> Source
He is nonetheless amazed and amused by the habits and quirks of a strange land.
“I tried lobster, and I thought it was a big fight,” he said. “You have to work for it to get to the meat.” And the taste? “I’m not sure I like it,” he said.
Fresh from a land dominated by two ethnic groups — the majority Hutu and the Tutsi, who died en masse with some moderate Hutu in the 1994 conflict — he says he is delighted by Harvard’s stew of nationalities and lifestyles. He was pleasantly taken aback by the blasé acceptance of openly gay students — “that’s not something we hear about in Rwanda”— and disturbed to find homeless beggars in a nation otherwise so wealthy that “you can’t tell who is rich and who isn’t.”
He says his four suitemates, hailing from Connecticut, Hawaii and spots in between, have helped him adjust to Boston life. But he is still trying to figure out an American culture that is more frenetic and obstreperous than in his homeland.
“People work hard for everything,” he said. “They do things fast, and they move fast. They tell you the truth; they tell you their experiences and their reservations. In Rwanda, we have a different way of talking to adults. We don’t shout. We don’t be rowdy. But here, you think independently.”

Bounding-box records
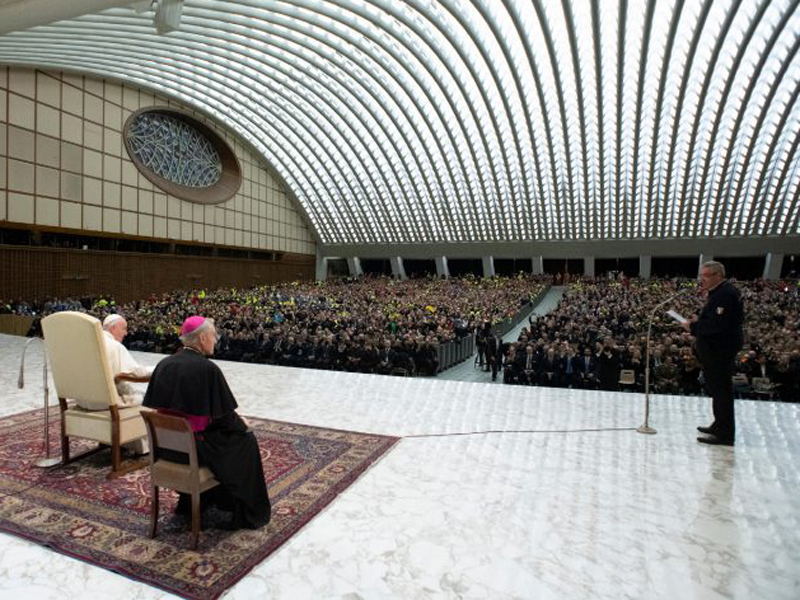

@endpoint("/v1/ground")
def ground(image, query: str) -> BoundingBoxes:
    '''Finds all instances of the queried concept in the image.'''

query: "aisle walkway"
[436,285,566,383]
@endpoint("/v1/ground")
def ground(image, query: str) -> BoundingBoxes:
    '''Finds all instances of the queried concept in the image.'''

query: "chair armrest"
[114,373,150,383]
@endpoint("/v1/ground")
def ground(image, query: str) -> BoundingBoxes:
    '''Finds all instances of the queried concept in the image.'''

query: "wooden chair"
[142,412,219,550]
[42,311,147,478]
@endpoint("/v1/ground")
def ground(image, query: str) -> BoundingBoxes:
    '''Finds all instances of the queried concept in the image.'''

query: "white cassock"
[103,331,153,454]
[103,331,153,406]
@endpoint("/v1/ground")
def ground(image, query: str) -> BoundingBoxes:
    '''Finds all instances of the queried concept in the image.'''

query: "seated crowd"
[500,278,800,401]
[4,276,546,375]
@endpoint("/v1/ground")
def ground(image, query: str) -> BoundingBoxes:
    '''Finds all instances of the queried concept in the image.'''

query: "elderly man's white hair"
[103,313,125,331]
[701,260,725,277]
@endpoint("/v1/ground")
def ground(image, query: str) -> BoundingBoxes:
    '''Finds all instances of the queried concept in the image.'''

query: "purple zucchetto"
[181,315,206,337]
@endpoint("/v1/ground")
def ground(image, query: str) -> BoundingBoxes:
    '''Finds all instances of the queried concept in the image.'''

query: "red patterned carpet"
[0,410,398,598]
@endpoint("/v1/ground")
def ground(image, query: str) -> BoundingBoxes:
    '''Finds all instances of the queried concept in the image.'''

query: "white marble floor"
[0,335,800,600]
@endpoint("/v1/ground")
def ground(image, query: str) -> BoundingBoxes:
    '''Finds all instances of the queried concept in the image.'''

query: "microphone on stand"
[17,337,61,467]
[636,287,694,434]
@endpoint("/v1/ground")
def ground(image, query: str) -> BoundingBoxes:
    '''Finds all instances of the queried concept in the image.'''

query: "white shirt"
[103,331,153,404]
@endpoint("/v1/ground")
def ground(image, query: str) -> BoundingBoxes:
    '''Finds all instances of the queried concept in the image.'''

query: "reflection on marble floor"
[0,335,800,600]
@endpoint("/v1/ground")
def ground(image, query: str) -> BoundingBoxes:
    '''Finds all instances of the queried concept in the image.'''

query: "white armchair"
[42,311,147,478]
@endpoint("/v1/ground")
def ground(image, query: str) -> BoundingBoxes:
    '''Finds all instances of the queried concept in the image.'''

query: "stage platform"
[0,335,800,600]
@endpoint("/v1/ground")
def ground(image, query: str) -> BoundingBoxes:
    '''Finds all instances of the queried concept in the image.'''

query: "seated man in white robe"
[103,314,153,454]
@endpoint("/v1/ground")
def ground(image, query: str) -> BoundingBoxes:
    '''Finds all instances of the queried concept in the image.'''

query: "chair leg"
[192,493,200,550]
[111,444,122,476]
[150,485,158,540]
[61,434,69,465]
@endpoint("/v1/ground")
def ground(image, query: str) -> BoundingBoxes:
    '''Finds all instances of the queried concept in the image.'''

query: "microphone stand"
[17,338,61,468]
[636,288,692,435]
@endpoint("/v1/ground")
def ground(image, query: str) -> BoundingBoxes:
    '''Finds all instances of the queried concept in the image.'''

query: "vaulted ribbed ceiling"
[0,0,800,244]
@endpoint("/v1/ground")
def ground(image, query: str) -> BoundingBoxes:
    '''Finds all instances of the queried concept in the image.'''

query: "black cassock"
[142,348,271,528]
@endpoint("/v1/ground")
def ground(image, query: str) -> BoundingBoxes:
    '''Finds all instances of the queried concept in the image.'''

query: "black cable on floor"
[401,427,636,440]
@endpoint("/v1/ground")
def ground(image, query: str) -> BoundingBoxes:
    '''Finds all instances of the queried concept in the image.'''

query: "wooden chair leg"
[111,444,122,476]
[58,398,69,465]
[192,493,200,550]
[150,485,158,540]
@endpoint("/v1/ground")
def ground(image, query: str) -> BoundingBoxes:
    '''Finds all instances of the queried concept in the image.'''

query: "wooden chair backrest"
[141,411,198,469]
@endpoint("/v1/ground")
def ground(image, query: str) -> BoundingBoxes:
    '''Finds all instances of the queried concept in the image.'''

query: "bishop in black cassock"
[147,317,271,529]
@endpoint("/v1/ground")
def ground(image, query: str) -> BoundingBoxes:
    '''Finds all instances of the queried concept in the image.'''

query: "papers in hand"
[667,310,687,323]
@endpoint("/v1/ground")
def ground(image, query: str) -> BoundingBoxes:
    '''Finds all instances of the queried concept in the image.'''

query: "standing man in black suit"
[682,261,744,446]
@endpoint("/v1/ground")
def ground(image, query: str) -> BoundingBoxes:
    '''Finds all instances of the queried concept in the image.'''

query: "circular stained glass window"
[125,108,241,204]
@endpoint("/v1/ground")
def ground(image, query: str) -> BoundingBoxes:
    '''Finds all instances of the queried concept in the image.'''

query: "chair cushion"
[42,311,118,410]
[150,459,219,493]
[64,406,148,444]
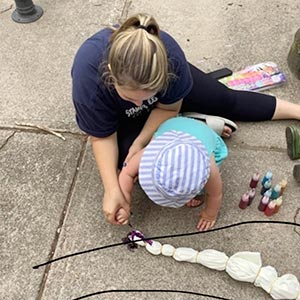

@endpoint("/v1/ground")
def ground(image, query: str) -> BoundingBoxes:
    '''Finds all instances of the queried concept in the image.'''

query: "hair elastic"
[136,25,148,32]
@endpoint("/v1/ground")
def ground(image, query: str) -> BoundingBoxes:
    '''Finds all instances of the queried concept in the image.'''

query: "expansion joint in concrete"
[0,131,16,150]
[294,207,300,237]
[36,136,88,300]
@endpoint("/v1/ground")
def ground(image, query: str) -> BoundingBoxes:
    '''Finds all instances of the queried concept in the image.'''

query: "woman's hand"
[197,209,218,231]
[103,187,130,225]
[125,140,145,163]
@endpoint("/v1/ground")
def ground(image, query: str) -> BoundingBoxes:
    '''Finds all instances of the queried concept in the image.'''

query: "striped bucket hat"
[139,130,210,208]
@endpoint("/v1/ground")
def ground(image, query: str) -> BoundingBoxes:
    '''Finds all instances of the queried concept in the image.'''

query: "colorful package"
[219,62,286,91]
...
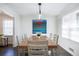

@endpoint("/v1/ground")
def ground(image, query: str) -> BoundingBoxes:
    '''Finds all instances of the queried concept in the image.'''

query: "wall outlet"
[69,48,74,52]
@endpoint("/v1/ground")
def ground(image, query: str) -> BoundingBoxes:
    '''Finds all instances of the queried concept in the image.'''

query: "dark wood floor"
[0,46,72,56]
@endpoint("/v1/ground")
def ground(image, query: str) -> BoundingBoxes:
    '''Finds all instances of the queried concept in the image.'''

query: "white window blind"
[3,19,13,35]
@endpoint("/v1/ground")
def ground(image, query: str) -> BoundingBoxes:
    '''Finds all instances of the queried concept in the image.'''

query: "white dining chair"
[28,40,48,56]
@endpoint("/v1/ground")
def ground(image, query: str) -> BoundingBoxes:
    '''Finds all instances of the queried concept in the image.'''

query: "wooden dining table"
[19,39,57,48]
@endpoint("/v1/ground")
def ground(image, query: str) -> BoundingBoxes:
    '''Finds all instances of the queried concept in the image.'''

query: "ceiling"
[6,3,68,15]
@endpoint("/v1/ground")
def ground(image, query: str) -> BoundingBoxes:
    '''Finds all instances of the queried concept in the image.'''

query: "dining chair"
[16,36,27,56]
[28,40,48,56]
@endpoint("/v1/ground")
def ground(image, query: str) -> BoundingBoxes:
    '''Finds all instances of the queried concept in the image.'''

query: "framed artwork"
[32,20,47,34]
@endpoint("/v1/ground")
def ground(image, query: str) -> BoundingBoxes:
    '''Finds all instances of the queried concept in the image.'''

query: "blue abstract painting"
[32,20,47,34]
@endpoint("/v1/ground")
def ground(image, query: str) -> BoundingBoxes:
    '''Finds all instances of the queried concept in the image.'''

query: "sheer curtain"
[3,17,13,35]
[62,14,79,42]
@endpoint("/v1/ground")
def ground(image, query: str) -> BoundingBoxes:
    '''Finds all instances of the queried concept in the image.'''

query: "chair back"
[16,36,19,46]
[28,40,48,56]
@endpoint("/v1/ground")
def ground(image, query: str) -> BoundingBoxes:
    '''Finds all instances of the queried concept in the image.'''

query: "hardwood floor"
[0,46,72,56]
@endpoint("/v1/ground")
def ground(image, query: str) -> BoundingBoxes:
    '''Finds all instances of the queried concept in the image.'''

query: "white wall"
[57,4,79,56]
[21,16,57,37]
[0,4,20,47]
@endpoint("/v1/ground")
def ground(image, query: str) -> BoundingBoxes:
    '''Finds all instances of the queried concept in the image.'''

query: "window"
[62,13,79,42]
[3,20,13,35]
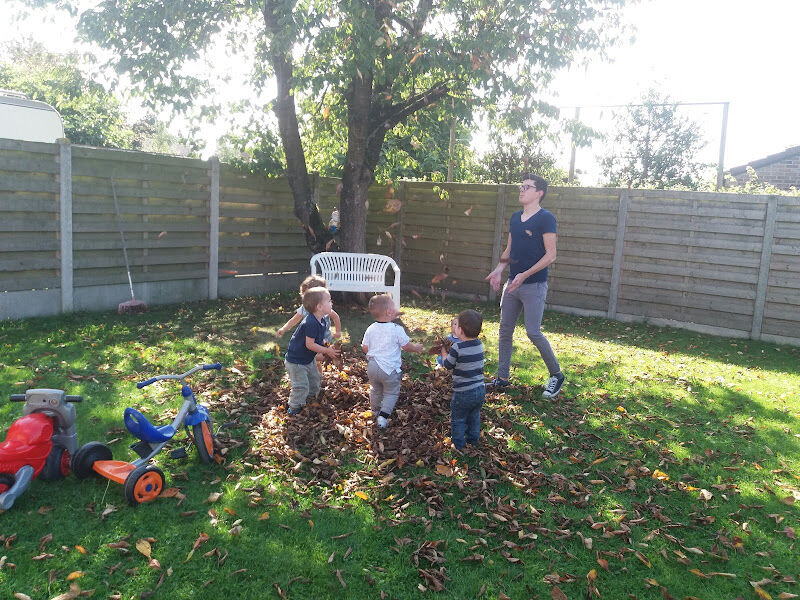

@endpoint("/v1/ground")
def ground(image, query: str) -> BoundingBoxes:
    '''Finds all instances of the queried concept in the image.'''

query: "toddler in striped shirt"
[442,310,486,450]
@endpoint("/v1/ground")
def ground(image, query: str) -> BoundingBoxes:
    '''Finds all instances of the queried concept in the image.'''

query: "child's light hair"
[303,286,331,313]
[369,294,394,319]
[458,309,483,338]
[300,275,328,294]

> Exercise aim
Write the next part of the passage about the Rwandan student adjusting to life at Harvard, picking up after its final sentence.

> Answer to the task
Born in rural eastern Rwanda, Mr. Uwayesu was only 3 when his parents, both illiterate farmers, died in a politically driven slaughter that killed some 800,000 people in 100 days. Red Cross workers rescued him with a brother and two sisters — four other children survived elsewhere — and cared for them until 1998, when the growing tide of parentless children forced workers to return them to their village.
They arrived as a drought, and then famine, began to grip their home province. “I was malnourished,” Mr. Uwayesu said. “My brother would tell me, ‘I’m going out to look for food,’ and then he would come back without it. There were times we did not cook the whole day.”
In 2000, young Justus and his brother walked to Kigali, Rwanda’s capital and a city of about one million, in search of food and help. Instead, they wound up at Ruviri, a sprawling garbage dump on the city’s outskirts that was home to hundreds of orphans and herds of pigs.
Justus found a home with two other children in an abandoned car, its smashed-out windows and floor covered with cardboard. For the next year and a half, he said, all but the search for food and shelter fell by the wayside. “There was no shower, no bathing at all,” he said. “The only thing was to keep something warm for the night, something really warm.”
He learned to spot trucks from hotels and bakeries that carried the tastiest castoffs, and to leap atop them to grab his share before they discharged their loads to less nimble orphans.
For days when there was nothing to eat — no trucks came on Sundays, and bigger children claimed most edible garbage — he hoarded food in discarded cooking-oil tins, sunk into trash-fire embers to keep their contents warm.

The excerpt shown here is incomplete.